### REQUIREMENT
Below are records to be output exactly, every one of them.
(Beginning of INPUT)
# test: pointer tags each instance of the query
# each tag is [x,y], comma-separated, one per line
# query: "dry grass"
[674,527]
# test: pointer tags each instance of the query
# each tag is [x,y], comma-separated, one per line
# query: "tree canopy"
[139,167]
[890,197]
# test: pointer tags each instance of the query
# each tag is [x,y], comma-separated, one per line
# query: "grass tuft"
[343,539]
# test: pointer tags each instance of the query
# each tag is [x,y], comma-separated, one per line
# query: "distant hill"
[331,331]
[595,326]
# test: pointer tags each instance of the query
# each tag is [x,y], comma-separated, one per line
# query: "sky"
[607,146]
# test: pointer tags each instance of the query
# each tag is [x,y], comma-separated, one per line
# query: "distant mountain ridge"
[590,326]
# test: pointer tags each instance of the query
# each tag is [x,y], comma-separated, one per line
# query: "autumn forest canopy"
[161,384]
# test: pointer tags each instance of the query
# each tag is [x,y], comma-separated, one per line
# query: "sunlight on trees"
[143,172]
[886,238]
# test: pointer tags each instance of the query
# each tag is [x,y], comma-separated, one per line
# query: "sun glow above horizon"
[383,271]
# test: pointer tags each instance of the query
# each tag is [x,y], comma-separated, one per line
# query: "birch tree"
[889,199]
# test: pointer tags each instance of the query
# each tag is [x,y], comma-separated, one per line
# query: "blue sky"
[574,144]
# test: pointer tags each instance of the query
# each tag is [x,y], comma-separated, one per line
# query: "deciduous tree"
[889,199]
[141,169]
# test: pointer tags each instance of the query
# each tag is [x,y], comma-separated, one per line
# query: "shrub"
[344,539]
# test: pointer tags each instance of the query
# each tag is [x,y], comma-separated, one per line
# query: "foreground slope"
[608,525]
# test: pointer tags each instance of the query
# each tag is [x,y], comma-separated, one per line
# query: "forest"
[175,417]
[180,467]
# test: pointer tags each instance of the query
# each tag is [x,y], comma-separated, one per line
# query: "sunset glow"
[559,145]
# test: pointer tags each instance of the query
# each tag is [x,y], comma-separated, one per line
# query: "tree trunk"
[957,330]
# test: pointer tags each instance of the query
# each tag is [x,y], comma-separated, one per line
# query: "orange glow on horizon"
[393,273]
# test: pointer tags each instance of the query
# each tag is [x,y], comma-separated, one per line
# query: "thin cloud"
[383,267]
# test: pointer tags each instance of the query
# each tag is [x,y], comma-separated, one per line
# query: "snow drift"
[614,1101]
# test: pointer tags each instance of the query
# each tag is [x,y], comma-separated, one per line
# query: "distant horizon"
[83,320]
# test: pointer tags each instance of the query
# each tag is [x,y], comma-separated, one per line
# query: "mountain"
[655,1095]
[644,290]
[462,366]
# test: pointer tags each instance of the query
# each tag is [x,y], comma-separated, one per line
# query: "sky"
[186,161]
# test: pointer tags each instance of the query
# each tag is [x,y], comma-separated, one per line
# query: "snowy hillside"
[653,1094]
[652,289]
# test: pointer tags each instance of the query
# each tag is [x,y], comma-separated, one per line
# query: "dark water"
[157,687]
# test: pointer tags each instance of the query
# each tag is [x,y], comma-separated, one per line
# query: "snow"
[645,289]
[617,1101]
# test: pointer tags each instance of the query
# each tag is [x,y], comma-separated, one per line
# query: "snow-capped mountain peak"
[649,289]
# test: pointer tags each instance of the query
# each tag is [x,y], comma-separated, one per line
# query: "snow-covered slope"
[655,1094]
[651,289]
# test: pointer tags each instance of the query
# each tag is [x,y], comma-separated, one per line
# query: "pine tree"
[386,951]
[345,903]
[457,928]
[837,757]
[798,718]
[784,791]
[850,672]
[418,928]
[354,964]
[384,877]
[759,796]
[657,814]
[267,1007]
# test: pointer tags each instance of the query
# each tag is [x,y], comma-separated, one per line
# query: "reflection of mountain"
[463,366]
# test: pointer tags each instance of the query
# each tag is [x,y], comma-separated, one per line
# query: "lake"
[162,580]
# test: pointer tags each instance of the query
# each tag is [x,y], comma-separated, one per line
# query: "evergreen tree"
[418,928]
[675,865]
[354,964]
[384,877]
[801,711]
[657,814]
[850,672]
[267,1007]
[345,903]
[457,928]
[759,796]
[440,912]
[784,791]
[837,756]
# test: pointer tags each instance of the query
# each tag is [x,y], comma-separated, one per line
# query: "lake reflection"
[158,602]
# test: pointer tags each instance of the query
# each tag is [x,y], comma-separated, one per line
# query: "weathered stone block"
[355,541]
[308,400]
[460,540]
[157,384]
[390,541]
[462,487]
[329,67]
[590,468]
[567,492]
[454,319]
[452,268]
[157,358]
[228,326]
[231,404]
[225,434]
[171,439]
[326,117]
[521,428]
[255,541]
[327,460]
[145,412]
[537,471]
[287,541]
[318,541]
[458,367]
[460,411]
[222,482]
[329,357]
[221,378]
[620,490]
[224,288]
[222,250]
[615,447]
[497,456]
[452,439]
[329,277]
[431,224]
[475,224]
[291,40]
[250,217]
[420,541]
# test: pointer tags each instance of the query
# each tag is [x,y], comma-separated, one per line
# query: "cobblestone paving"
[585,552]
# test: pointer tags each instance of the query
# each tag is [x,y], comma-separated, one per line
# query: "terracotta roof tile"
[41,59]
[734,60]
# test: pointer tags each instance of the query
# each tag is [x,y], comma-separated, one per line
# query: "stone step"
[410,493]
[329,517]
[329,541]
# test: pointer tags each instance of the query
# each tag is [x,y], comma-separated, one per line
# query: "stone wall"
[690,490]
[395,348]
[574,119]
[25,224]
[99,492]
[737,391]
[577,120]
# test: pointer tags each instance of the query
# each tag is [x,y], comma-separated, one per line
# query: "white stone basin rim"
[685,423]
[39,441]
(End of INPUT)
### FINISHED EXERCISE
# test: pointer tags each instance of the query
# each tag is [x,y], comma-separated, one per line
# query: "dry grass"
[674,527]
# test: pointer tags each instance of the query
# each tag is [x,y], comma-separated, one per line
# query: "tree canopy"
[139,167]
[890,197]
# test: pointer tags each instance of the query
# each tag is [x,y], comma-separated, one per line
# query: "grass tuft"
[343,539]
# test: pointer tags each instance of the query
# each tag is [x,y], comma-separated, one per line
# query: "distant hill"
[331,331]
[595,326]
# test: pointer tags each instance of the query
# each tag is [x,y], comma-separated, one per line
# query: "sky"
[607,146]
# test: pointer tags each instance of the query
# each tag is [x,y], comma-separated, one per line
# query: "distant mountain ridge"
[590,326]
# test: pointer tags each instance of the query
# each tag is [x,y], comma-separated, one per line
# query: "autumn forest canopy"
[161,384]
# test: pointer tags each instance of the query
# each tag is [x,y], comma-separated, one per line
# query: "sunlight on trees"
[143,172]
[886,238]
# test: pointer tags each instance of the query
# each tag is [x,y], comma-separated, one per line
# query: "sun glow above horizon"
[383,271]
# test: pointer tags each instance of the query
# each tag is [x,y], comma-separated, one per line
# query: "birch tree"
[889,199]
# test: pointer tags each instance of the query
# each tag is [x,y], comma-separated, one per line
# query: "blue sky"
[574,144]
# test: pointer tags each instance of the query
# each tag is [x,y], comma-separated, one per line
# query: "deciduous tree"
[889,199]
[141,169]
# test: pointer tags each instance of the query
# each tag is [x,y], comma-separated, one per line
# query: "shrub"
[344,539]
# test: pointer tags each instance of the query
# each tag is [x,y], comma-separated, one per line
# query: "foreground slope"
[608,525]
# test: pointer tags each instance of the query
# each tag is [x,y], comma-separated, one per line
# query: "forest"
[175,417]
[180,467]
# test: pointer tags each instance of the query
# each tag is [x,y], comma-separated, one per line
# query: "sunset glow"
[559,145]
# test: pointer tags each instance of the query
# each tag is [x,y], comma-separated, one per line
# query: "tree trunk"
[957,330]
# test: pointer tags each instance of the query
# each tag is [x,y], comma-separated, one per line
# query: "orange glow on horizon"
[393,273]
# test: pointer tags each instance of the query
# each tag is [x,y], comma-separated, one per line
# query: "thin cloud"
[383,267]
# test: pointer tags each instance of the query
# each tag is [x,y], comma-separated, one per line
# query: "snow drift"
[614,1101]
# test: pointer tags each instance of the query
# each tag is [x,y], comma-separated, one per line
# query: "distant horizon"
[83,320]
# test: pointer tags each instance of the query
# each tag is [x,y], comma-separated, one per line
# query: "mountain"
[655,1095]
[644,290]
[462,366]
# test: pointer tags each instance of the query
# each tag is [x,y], comma-separated, one per line
# query: "sky"
[186,161]
# test: pointer tags each instance of the query
# each tag is [x,y], comma-separated, one per line
# query: "snowy hillside"
[653,1094]
[652,289]
# test: pointer tags each instance of the query
# each tag is [x,y], comma-separated, one per line
# query: "dark water"
[157,687]
# test: pointer tags each instance of the query
# each tag is [x,y], comma-separated, one per line
# query: "snow"
[645,289]
[617,1101]
# test: pointer tags each instance of the query
# each tag is [x,y], comma-separated, one per line
# query: "snow-capped mountain peak"
[649,289]
# test: pointer tags each instance of the query
# each tag is [x,y], comma-separated, one per line
# query: "snow-covered slope"
[655,1094]
[651,289]
# test: pointer tags each instance of the query
# each tag is [x,y], comma-separated, one per line
# query: "pine tree"
[386,951]
[345,903]
[457,928]
[837,757]
[798,718]
[784,791]
[850,672]
[418,928]
[354,964]
[384,877]
[759,796]
[657,814]
[267,1007]
# test: pointer tags each instance of the query
# each tag is [x,y], comma-separated, one per line
# query: "reflection of mountain"
[463,366]
# test: pointer tags each instance of the query
# each tag is [x,y], comma-separated, one per line
# query: "lake"
[162,580]
# test: pointer tags each instance of the query
# each tag is [x,y], comma-separated, one per line
# query: "evergreen tree"
[418,928]
[675,865]
[354,964]
[384,877]
[801,711]
[657,814]
[850,672]
[267,1007]
[345,903]
[457,928]
[759,796]
[440,912]
[784,791]
[837,756]
# test: pointer tags each instance of the query
# each tag is [x,y], comma-separated, one per line
# query: "lake reflection"
[158,602]
# test: pointer tags each instance of the query
# each tag is [x,y], comma-separated, one per line
# query: "weathered stone block"
[355,541]
[308,400]
[460,540]
[157,384]
[390,541]
[462,487]
[329,67]
[590,468]
[567,492]
[454,319]
[452,268]
[157,358]
[228,326]
[231,404]
[225,434]
[171,439]
[326,117]
[521,428]
[255,541]
[327,460]
[145,412]
[537,471]
[287,541]
[318,541]
[458,367]
[460,411]
[222,482]
[329,357]
[221,378]
[620,490]
[224,288]
[222,250]
[615,447]
[497,456]
[452,439]
[329,277]
[431,224]
[475,224]
[291,40]
[250,217]
[420,541]
# test: pointer tags each instance of the query
# each tag is [x,y], comma-separated, one per line
# query: "cobblestone paving"
[585,552]
# test: pointer tags each instance of the query
# each tag is [x,y], comma-separated, one per line
# query: "terracotta roof tile"
[41,59]
[734,60]
# test: pointer tags each instance of the query
# each tag is [x,y], comma-separated, one per line
# query: "stone step"
[410,493]
[329,517]
[329,541]
# test: pointer tags each instance of the query
# each tag is [x,y], comma-separated, one per line
# query: "stone wall"
[690,490]
[395,348]
[574,119]
[25,224]
[99,492]
[737,391]
[577,120]
# test: pointer tags each instance of the query
# each tag is [x,y], comma-separated, one per line
# query: "white stone basin rim"
[685,423]
[39,441]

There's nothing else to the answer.